==== Records

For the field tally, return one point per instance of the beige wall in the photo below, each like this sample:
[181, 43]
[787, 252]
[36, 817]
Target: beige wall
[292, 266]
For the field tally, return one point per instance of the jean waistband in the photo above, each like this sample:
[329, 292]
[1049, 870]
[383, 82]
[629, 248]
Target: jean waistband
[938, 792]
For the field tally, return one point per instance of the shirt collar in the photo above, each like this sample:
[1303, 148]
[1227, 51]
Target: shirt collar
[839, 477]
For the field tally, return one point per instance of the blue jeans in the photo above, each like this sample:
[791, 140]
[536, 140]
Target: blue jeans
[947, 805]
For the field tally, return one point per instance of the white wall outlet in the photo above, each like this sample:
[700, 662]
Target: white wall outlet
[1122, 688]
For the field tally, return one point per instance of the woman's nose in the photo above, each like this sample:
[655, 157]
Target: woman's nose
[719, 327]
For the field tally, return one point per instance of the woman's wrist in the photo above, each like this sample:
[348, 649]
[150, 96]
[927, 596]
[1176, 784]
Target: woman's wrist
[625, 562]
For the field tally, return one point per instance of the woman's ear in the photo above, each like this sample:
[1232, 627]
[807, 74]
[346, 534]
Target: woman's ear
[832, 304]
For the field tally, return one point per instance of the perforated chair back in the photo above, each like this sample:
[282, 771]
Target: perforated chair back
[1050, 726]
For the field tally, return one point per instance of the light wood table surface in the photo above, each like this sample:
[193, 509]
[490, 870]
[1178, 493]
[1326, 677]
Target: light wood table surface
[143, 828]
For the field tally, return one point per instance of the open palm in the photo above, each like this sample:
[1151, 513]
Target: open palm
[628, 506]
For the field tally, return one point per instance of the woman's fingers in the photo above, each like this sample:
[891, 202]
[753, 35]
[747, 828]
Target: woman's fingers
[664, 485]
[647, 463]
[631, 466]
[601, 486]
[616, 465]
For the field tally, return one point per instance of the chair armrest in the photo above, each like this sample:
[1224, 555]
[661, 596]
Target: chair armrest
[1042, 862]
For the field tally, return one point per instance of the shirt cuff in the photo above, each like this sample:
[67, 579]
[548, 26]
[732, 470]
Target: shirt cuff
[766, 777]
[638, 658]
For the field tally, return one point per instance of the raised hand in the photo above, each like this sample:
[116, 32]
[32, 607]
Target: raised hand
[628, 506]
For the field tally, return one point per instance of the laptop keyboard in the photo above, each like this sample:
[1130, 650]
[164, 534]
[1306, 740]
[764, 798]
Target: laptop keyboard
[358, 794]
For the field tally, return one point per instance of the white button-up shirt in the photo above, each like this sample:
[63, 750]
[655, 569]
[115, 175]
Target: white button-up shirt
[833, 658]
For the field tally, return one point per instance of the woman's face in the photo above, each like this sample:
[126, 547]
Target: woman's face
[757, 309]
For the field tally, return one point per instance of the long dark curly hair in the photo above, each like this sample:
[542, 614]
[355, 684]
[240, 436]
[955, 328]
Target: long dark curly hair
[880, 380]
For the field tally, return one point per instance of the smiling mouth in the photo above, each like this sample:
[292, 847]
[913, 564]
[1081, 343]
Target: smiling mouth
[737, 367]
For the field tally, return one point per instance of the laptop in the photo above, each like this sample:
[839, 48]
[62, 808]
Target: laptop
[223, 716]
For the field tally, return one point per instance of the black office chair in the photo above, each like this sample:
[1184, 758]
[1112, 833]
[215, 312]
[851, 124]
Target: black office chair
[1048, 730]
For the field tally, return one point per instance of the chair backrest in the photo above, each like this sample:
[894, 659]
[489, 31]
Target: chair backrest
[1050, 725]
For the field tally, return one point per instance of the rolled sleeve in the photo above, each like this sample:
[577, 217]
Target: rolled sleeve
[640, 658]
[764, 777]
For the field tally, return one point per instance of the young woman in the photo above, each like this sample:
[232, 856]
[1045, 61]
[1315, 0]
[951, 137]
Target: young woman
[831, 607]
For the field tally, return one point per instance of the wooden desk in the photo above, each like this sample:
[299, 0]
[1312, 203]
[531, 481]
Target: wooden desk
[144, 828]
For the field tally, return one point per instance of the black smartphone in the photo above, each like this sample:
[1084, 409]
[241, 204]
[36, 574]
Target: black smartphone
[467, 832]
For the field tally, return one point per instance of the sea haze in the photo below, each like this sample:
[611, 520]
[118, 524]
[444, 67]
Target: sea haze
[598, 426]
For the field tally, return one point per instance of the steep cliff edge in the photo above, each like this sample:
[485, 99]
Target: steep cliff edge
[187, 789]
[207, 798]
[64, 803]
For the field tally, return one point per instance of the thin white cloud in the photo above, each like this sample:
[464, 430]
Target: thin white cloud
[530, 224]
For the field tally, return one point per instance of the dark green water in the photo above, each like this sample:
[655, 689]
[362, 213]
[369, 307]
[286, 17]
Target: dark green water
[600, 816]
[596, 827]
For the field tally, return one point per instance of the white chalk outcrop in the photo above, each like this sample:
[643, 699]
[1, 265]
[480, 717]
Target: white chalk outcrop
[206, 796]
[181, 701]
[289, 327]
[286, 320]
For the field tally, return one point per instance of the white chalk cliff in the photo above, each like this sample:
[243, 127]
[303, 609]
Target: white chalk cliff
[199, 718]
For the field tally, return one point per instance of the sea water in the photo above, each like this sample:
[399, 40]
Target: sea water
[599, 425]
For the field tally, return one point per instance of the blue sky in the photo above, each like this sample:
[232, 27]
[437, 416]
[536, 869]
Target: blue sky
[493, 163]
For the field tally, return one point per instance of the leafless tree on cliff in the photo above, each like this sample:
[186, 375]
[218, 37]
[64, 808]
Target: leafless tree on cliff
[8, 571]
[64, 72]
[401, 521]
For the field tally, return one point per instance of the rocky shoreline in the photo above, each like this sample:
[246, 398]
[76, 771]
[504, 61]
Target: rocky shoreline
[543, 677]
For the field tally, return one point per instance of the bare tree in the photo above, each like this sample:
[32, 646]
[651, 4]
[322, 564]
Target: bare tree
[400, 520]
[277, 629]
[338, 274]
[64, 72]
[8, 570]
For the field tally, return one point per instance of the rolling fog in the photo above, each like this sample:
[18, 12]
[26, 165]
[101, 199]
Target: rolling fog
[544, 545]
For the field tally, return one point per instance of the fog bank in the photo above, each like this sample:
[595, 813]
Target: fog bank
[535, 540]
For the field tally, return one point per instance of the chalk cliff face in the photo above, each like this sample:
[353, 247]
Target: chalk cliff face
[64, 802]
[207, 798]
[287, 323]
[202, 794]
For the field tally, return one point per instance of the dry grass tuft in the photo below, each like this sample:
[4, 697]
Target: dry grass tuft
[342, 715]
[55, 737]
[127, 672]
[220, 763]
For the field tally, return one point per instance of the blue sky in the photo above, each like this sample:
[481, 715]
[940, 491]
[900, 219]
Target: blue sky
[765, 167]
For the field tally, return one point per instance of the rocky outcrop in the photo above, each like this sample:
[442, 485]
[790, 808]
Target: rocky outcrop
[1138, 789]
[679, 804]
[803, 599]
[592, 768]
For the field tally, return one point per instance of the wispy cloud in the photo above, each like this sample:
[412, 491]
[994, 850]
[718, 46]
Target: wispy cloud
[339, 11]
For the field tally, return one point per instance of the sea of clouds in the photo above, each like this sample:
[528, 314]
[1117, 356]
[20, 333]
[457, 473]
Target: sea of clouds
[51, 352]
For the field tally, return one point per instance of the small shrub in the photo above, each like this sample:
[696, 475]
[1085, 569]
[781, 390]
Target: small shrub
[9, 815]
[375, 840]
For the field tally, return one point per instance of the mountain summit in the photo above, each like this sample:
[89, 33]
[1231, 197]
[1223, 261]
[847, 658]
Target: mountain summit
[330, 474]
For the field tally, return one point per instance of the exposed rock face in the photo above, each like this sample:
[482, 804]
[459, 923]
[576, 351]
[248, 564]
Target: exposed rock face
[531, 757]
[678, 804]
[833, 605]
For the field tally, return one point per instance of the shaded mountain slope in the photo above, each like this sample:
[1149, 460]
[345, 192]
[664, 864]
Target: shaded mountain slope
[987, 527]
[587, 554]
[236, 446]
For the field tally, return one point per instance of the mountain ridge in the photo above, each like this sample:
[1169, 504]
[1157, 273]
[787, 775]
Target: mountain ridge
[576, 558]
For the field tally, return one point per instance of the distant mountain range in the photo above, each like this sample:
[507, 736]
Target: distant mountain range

========

__What you need to do__. Find "distant" in the preceding records. Copy each line that holds it.

__Answer box__.
For the field tally, return one point per instance of the distant mountain range in the photo above, each like this sample:
Target: distant mountain range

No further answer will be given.